%%

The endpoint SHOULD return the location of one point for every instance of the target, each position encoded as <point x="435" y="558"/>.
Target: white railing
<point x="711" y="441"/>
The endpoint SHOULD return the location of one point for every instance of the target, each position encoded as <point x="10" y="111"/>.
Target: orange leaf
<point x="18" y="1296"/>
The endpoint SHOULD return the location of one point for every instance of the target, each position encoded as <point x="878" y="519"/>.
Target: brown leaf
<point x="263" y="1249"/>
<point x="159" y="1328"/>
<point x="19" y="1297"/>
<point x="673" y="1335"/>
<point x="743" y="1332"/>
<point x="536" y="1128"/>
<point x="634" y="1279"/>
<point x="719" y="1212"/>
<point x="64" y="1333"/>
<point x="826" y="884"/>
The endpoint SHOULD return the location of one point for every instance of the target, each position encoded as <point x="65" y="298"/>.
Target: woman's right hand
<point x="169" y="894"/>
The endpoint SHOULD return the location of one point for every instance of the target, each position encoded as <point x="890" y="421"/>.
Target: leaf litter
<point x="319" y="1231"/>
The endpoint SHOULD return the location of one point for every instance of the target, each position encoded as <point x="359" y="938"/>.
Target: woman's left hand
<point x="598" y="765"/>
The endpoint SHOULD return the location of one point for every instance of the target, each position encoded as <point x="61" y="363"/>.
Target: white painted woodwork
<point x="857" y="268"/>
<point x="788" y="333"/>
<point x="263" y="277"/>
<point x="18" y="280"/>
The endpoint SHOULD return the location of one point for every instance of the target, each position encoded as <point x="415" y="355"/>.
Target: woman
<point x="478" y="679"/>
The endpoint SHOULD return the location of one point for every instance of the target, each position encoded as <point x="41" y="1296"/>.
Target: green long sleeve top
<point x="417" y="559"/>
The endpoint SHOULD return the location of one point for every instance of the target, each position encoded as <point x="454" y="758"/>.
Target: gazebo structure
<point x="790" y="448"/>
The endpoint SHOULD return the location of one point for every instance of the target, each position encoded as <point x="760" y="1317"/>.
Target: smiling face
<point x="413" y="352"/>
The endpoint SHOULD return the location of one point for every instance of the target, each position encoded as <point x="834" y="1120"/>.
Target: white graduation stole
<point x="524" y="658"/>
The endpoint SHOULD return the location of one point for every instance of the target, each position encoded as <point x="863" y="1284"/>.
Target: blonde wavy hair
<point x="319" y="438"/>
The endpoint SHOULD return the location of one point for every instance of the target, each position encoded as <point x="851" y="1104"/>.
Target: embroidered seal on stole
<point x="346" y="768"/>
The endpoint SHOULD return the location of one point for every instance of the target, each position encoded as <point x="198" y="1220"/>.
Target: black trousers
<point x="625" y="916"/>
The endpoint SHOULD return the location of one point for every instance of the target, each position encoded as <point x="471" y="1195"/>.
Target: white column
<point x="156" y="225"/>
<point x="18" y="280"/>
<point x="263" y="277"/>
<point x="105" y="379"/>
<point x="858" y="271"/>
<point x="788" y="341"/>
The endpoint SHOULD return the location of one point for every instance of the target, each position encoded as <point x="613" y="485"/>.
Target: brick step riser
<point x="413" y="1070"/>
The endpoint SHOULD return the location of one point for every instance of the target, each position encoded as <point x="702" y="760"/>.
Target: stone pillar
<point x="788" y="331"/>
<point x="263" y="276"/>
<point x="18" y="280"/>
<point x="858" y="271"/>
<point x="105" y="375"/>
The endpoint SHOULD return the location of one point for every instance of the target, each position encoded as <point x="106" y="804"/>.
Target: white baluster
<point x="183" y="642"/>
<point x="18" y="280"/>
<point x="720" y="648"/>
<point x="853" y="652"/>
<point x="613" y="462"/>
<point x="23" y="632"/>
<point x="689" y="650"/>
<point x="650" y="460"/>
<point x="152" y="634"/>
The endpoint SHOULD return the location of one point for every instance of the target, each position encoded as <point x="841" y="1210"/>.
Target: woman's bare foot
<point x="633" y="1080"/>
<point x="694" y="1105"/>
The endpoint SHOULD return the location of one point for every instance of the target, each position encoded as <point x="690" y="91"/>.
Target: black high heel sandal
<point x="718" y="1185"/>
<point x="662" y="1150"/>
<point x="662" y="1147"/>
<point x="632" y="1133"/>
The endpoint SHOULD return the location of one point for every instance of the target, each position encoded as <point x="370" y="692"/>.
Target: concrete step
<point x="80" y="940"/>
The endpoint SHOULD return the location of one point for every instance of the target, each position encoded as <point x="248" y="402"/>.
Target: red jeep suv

%%

The complete listing is needed again, with each line reproduced exactly.

The endpoint SHOULD return the location of one point for every instance of the target, each position encoded as <point x="435" y="558"/>.
Target: white railing
<point x="711" y="441"/>
The endpoint SHOULD return the location of one point for every instance of the target, each position encoded as <point x="10" y="111"/>.
Target: orange leaf
<point x="18" y="1296"/>
The endpoint SHOULD return the location of one point for every instance of the target, each position encoded as <point x="878" y="519"/>.
Target: brown leaf
<point x="263" y="1249"/>
<point x="159" y="1328"/>
<point x="19" y="1297"/>
<point x="673" y="1335"/>
<point x="743" y="1332"/>
<point x="536" y="1128"/>
<point x="634" y="1279"/>
<point x="719" y="1212"/>
<point x="64" y="1333"/>
<point x="826" y="884"/>
The endpoint SHOULD return the location of one point for every instance of the target, each position encoded as <point x="65" y="298"/>.
Target: woman's right hand
<point x="169" y="894"/>
The endpoint SHOULD return the location of one point for every instance of the target, each position encoded as <point x="890" y="421"/>.
Target: leaf litter
<point x="319" y="1231"/>
The endpoint SHOULD return the location of one point for every instance of the target, each position encoded as <point x="359" y="938"/>.
Target: woman's left hand
<point x="598" y="765"/>
The endpoint SHOULD return the location of one point for every instance of the target, each position encoded as <point x="61" y="363"/>.
Target: white painted woodwork
<point x="857" y="268"/>
<point x="788" y="333"/>
<point x="263" y="277"/>
<point x="18" y="280"/>
The endpoint SHOULD return the location of one point for every instance of the target, each position encoded as <point x="415" y="355"/>.
Target: woman
<point x="478" y="679"/>
The endpoint SHOULD return the location of one point for every instance of the target, each position encoded as <point x="41" y="1296"/>.
Target: green long sleeve top
<point x="417" y="559"/>
The endpoint SHOULD return the location of one point for every instance of the target, each position encoded as <point x="454" y="758"/>.
Target: gazebo structure
<point x="790" y="448"/>
The endpoint SHOULD return the location of one point for every instance of the target, each position encoded as <point x="760" y="1317"/>.
Target: smiling face
<point x="413" y="352"/>
The endpoint SHOULD return the location of one point for every instance of the target, each position encoded as <point x="834" y="1120"/>.
Target: white graduation stole
<point x="524" y="658"/>
The endpoint SHOULD return the location of one point for every instance of the target, each position encoded as <point x="863" y="1284"/>.
Target: blonde wavy hair
<point x="319" y="438"/>
The endpoint SHOULD return the location of one point for every instance of the target, each position encoded as <point x="851" y="1104"/>.
Target: embroidered seal on stole
<point x="346" y="768"/>
The endpoint SHOULD return the location of one point for every instance of the target, each position encoded as <point x="198" y="1220"/>.
Target: black trousers
<point x="625" y="916"/>
The endpoint SHOULD return the location of one point for every instance of the target, each position encoded as <point x="471" y="1195"/>.
Target: white column
<point x="156" y="225"/>
<point x="18" y="280"/>
<point x="263" y="277"/>
<point x="105" y="379"/>
<point x="858" y="271"/>
<point x="788" y="341"/>
The endpoint SHOULD return the location of one point for every instance of the target, each position encoded as <point x="613" y="485"/>.
Target: brick step riser
<point x="413" y="1070"/>
The endpoint SHOULD return the location of one point for every instance of the target, each position encoded as <point x="702" y="760"/>.
Target: stone pillar
<point x="788" y="331"/>
<point x="263" y="276"/>
<point x="18" y="280"/>
<point x="858" y="271"/>
<point x="105" y="375"/>
The endpoint SHOULD return the location of one point for every instance of the target, each position encoded as <point x="106" y="804"/>.
Target: white baluster
<point x="183" y="642"/>
<point x="18" y="280"/>
<point x="720" y="648"/>
<point x="853" y="652"/>
<point x="613" y="462"/>
<point x="23" y="632"/>
<point x="689" y="650"/>
<point x="650" y="460"/>
<point x="152" y="634"/>
The endpoint SHOULD return the location of one point for every instance of the target, each position encoded as <point x="841" y="1210"/>.
Target: woman's bare foot
<point x="633" y="1080"/>
<point x="694" y="1105"/>
The endpoint SHOULD return the location of one point for every instance of the target, each position encoded as <point x="690" y="91"/>.
Target: black high heel sandal
<point x="718" y="1185"/>
<point x="662" y="1150"/>
<point x="662" y="1147"/>
<point x="632" y="1133"/>
The endpoint SHOULD return the location of one point for every instance of the target, each position encoded as <point x="370" y="692"/>.
Target: concrete step
<point x="80" y="940"/>
The endpoint SHOULD return the location of one point for every instance of the target, each position encoded as <point x="248" y="402"/>.
Target: red jeep suv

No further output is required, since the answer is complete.